**TEXT PASSAGE**
----------

Please do consider that it is probably not worth
telling us anything under at least a week notice. Not
enough time to understand, then to translate, then for
people to react, then to translate again. If a patch
is so necessary that it can't wait a week, please
proceed without asking. Otherwise, please consider we
are maybe not in such a hurry that the other
wikipedians don't have time to maybe give their point
of view or just to be informed.
>Besides, intwiki-l is not for feature discussion (see
the list >description). wikitech-l is, and if feature
discussion concerns >wikipedia policies, it should be
copied/moved to wikipedia-l.
I am officially asking that the international
wikipedia list be discarded. It is useless, and
providing the false feeling to international people
that it is "their" list, and that they don't need to
register to the *main* *english* one. This is very
misleading. It would be better not to pretend things,
but to make them clear.
Please also make official wikipedia-l and wikitech-l
are the only lists that are worth considering as far
as general policies are concerned for similar reasons.
However, also realise that just doing so will prevent
international wikipedias to have any real involvement
in general policy matters. Today, in 5 hours, my mail
box received 85 messages. I do not feel fluent in
english enough to read all of them. I'll discard some
of them, hoping no essential issue for us was raised,
for I know nobody else will tell them.
>Notice that the above policy is not used by anyone
else either, >so I don't even see why you bring it
up.
So, if I follow you, not having other people follow
policies is enough reason for you not to follow them
enough ? If so, why are these policies still there ?
Let's discard them to.
>Members of the international Wikipedias that want to
take part >in feature discussions should subscribe to
wikitech-l and/or >wikipedia-l, if we spread this
stuff over three lists, we'll >never get anything
done.
Probably true. But, that is not what is widely
understood among "foreigners" though. Hence, I think I
am gonna remove international-l from our mailing list
page, let's be blunt and realistic. I already
understood quite many years ago that not understanding
english would just get me nowhere.

----------

**PROVIDED DATA**
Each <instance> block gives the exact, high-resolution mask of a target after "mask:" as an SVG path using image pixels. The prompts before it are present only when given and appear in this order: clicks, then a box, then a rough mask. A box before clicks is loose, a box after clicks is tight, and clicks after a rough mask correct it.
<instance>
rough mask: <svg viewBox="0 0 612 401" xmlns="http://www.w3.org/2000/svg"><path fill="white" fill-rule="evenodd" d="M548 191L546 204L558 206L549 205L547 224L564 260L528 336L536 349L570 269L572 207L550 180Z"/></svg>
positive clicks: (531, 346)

----------

**TASKS**
(a) Answer these questions from the message about the Wikipedia mailing lists, one per line:
(i) How much advance notice does the writer say is at least needed?
(ii) How many messages did the writer's mailbox receive, and over how many hours?
(iii) From which page does the writer plan to remove international-l?
(b) Carry on the message about the Wikipedia mailing lists, starting after its last sentence.

**ANSWER LIST**
(a)
(i) At least a week.
(ii) 85 messages in 5 hours.
(iii) The writer's group's mailing list page.

(b)
>What I can agree on is to send strings that need to
be >translated to intwiki-l before committing a
change, and to >wait a few days for translations to
come in, then to commit >the change together with the
translations. But if not all >translations come in
within a reasonable amount of time, they >will have
to be added later, meaning that the user interface
>will have some English in it until the translations
are
>submitted. If you check some of the international
Wikipedias, >you will notice that this is the case
for quite a few of them, >for features with which I
had nothing to do.
We can manage with that; we have no choice anyway if
we want to participate a bit but to understand
english; so a couple of features in english won't be
much trouble (though some will protest-their problem).
However, to tell the truth, I won't be able to
translate your feature for the very good reason that
though I tried to concentrate very hard on it, I have
not being able to understand what that checkbox in the
watch list was all about. I just couldnot figure what
you were talking about.
So, could you spend a tiny little bit of your time
just telling us what is going to appear ? I am sure it
is a good choice, since everybody seems to agree with,
but I am just curious.
Also, I have read your proposition (that if I
understood well you decided to implement today if
nobody complained about it...maybe some answers are in
the 85 messages...) about the counting of articles.
Please could you tell me whether it will apply to
international wikipedias or just to the english one ?
If it does, I am not sure I understood well when the
article will stop being considered a bot or a stub
- when at least 2 edits have been made after the
creation, whoever the authors of the edits are ?
- 2 edits by authors, creators excluded ?
- 2 edits by 2 different authors, creators excluded ?
Though I understand well the interest of this (and
definitly support the change of count to exclude some
small or automatic entries), I would be happy then if
you could provide a system to list articles that are
*above* a certain number of characters (no stub) and
not automatically generated.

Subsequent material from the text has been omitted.